### WHAT NEEDS TO BE DONE
The whole listing, exactly as given: write it out, leaving out each image.

### INFORMATION SUPPLIED
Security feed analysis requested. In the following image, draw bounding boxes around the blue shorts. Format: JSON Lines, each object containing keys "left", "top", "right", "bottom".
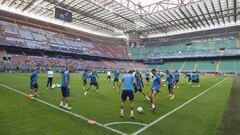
{"left": 30, "top": 82, "right": 38, "bottom": 89}
{"left": 83, "top": 79, "right": 87, "bottom": 85}
{"left": 122, "top": 90, "right": 134, "bottom": 101}
{"left": 151, "top": 88, "right": 160, "bottom": 93}
{"left": 61, "top": 87, "right": 69, "bottom": 97}
{"left": 168, "top": 84, "right": 174, "bottom": 91}
{"left": 114, "top": 79, "right": 119, "bottom": 82}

### EXERCISE RESULT
Security feed analysis requested. In the following image, draw bounding boxes around the blue shorts. Format: JSON Lines, each object containing keys "left", "top", "right", "bottom".
{"left": 30, "top": 82, "right": 38, "bottom": 89}
{"left": 83, "top": 79, "right": 87, "bottom": 85}
{"left": 122, "top": 90, "right": 134, "bottom": 101}
{"left": 151, "top": 88, "right": 160, "bottom": 93}
{"left": 61, "top": 87, "right": 69, "bottom": 97}
{"left": 168, "top": 84, "right": 174, "bottom": 91}
{"left": 114, "top": 79, "right": 119, "bottom": 82}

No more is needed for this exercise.